**DESCRIPTION OF THE TASK:**
Rewrite the material below, changing "integer pixel values" to "whole-number pixel coordinates" wherever it appears and leaving every other word as it is.

* BEGIN ITEMS *

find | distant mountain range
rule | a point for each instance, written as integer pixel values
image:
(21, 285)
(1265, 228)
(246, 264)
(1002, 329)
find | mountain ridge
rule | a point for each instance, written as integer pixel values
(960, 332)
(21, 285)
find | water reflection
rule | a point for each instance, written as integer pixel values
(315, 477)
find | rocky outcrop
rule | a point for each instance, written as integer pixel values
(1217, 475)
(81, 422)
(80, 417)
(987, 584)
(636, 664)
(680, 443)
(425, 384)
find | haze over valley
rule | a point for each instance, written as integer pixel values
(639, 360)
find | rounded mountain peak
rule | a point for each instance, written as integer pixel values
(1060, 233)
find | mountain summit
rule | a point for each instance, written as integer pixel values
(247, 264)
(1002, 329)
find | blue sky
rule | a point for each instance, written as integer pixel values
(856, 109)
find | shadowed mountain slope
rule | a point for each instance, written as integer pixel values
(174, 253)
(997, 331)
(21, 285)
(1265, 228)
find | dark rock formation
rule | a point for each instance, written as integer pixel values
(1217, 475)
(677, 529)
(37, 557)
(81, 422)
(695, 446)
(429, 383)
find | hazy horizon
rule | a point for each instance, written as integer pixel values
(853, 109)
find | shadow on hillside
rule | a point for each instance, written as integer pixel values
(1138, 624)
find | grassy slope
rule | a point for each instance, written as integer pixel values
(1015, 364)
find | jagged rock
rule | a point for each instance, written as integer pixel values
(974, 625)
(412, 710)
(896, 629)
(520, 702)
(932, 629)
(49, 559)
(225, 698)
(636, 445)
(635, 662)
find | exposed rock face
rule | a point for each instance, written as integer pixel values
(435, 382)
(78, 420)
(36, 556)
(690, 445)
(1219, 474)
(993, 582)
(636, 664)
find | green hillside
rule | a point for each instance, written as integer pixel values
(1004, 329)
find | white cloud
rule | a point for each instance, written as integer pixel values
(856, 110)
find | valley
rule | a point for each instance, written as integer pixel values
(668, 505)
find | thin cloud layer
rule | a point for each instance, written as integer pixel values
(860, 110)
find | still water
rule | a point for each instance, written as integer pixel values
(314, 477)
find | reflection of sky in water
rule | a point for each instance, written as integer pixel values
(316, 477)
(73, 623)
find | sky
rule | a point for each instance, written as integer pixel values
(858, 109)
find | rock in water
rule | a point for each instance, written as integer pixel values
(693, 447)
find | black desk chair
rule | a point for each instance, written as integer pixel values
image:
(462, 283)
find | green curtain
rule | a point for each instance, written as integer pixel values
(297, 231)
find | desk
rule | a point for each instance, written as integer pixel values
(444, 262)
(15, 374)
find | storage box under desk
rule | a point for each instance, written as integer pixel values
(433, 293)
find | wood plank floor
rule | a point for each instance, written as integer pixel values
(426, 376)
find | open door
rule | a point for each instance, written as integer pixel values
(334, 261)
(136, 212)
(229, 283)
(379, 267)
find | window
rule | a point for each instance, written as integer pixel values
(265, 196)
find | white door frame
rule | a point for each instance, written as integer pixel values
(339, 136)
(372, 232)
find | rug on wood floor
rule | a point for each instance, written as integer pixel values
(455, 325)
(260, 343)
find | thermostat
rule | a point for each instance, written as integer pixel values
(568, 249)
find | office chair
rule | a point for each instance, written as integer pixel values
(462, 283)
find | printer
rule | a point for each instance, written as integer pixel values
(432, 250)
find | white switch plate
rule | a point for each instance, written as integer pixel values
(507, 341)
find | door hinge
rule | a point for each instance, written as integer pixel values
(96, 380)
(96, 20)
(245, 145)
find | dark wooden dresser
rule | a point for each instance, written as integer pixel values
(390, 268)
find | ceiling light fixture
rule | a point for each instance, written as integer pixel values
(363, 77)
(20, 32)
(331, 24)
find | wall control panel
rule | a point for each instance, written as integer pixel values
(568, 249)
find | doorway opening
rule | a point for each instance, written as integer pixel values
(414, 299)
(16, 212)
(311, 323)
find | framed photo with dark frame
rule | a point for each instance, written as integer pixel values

* END ITEMS *

**SOLVED PROBLEM:**
find | distant mountain range
rule | a point for each instance, written as whole-number pixel coordinates
image:
(21, 285)
(1265, 228)
(246, 264)
(1002, 329)
find | mountain ridge
rule | a point for each instance, written as whole-number pixel coordinates
(960, 332)
(21, 285)
find | water reflection
rule | a point for each instance, written as whole-number pixel coordinates
(315, 477)
find | rocky outcrop
rule | a point for each instance, written as whole-number pixel coordinates
(1217, 475)
(81, 422)
(80, 417)
(987, 584)
(636, 664)
(680, 443)
(425, 384)
find | haze over valley
rule | a point for each instance, written as whole-number pixel coordinates
(639, 360)
find | rounded mountain peak
rule | a point for each instance, written as whole-number pixel coordinates
(1060, 233)
find | mountain summit
rule | a point for each instance, written as whole-number pixel coordinates
(247, 264)
(1002, 329)
find | blue sky
rule | a point for each instance, written as whole-number pixel coordinates
(856, 109)
find | shadowed mountain slope
rule | a point for each instance, written as whole-number pixel coordinates
(174, 253)
(997, 331)
(21, 285)
(1265, 228)
find | dark rock formation
rule | a point for each instance, written as whole-number pixel coordinates
(1217, 475)
(677, 529)
(37, 557)
(81, 422)
(695, 446)
(429, 383)
find | hazy horizon
rule | a point for each instance, written as whole-number pixel coordinates
(853, 109)
find | shadow on hillside
rule | a point for each instance, written as whole-number pixel coordinates
(1138, 624)
find | grassy slope
rule | a point for each instance, written as whole-number pixel coordinates
(1015, 364)
find | jagged rock
rule | a point for each instance, written as whole-number pixel coordinates
(974, 625)
(412, 710)
(896, 629)
(520, 702)
(932, 629)
(49, 559)
(225, 698)
(636, 445)
(635, 662)
find | exposed rock face
rule | a point for each instance, written as whole-number pixel coordinates
(435, 382)
(78, 420)
(36, 556)
(690, 445)
(1219, 474)
(993, 582)
(636, 664)
find | green hillside
rule | a point for each instance, written as whole-number pixel coordinates
(1004, 329)
find | white cloud
rule | a point for each instance, written as whole-number pixel coordinates
(856, 110)
find | valley
rule | a point for each instance, written as whole-number pixel coordinates
(668, 505)
find | thin cloud layer
rule | a point for each instance, written as whole-number pixel coordinates
(860, 110)
find | still water
rule | a point for each instance, written as whole-number pixel coordinates
(314, 477)
find | reflection of sky in water
rule | a point for each instance, written as whole-number pixel coordinates
(316, 477)
(73, 623)
find | sky
rule | a point for each instance, written as whole-number pixel coordinates
(858, 109)
find | rock in water
rule | a point for each instance, written as whole-number pixel coordinates
(693, 447)
find | black desk chair
rule | a point for each instance, written as whole-number pixel coordinates
image:
(462, 283)
find | green curtain
rule | a point for each instance, written as whole-number pixel coordinates
(297, 231)
find | desk
rule | a point for each instance, written as whole-number pixel coordinates
(444, 262)
(15, 374)
find | storage box under desk
rule | a point for each instance, written as whole-number pixel coordinates
(433, 293)
find | wood plank floor
rule | a point for each instance, written as whole-number pixel coordinates
(426, 376)
find | open door
rule | a point for each instance, written as whole-number pixel coordinates
(334, 261)
(136, 212)
(229, 283)
(379, 267)
find | window
rule | a point for each instance, written as whole-number pixel coordinates
(265, 196)
find | white door frame
rule | a point for each instance, written as whole-number pixel coordinates
(339, 136)
(372, 232)
find | rug on wood floor
rule | a point for each instance, written as whole-number pixel coordinates
(455, 325)
(260, 343)
find | thermostat
rule | a point for each instance, written as whole-number pixel coordinates
(568, 249)
find | office chair
rule | a point for each instance, written as whole-number pixel coordinates
(462, 283)
find | printer
rule | a point for each instance, written as whole-number pixel coordinates
(432, 250)
find | white switch plate
rule | a point for each instance, written as whole-number pixel coordinates
(507, 341)
find | door hinge
rule | a point for each instance, written as whole-number pixel coordinates
(96, 380)
(96, 20)
(245, 145)
find | dark wooden dresser
rule | a point for each instance, written as whole-number pixel coordinates
(390, 268)
find | ceiling light fixture
rule | a point for each instance, written as whole-number pixel coordinates
(363, 77)
(20, 32)
(331, 24)
find | wall control panel
rule | a point for each instance, written as whole-number pixel coordinates
(568, 249)
find | doorway opening
rule | a point for each instance, written as whole-number pixel coordinates
(414, 299)
(16, 212)
(311, 323)
find | framed photo with dark frame
rule | a point for each instance, written as whole-number pixel coordinates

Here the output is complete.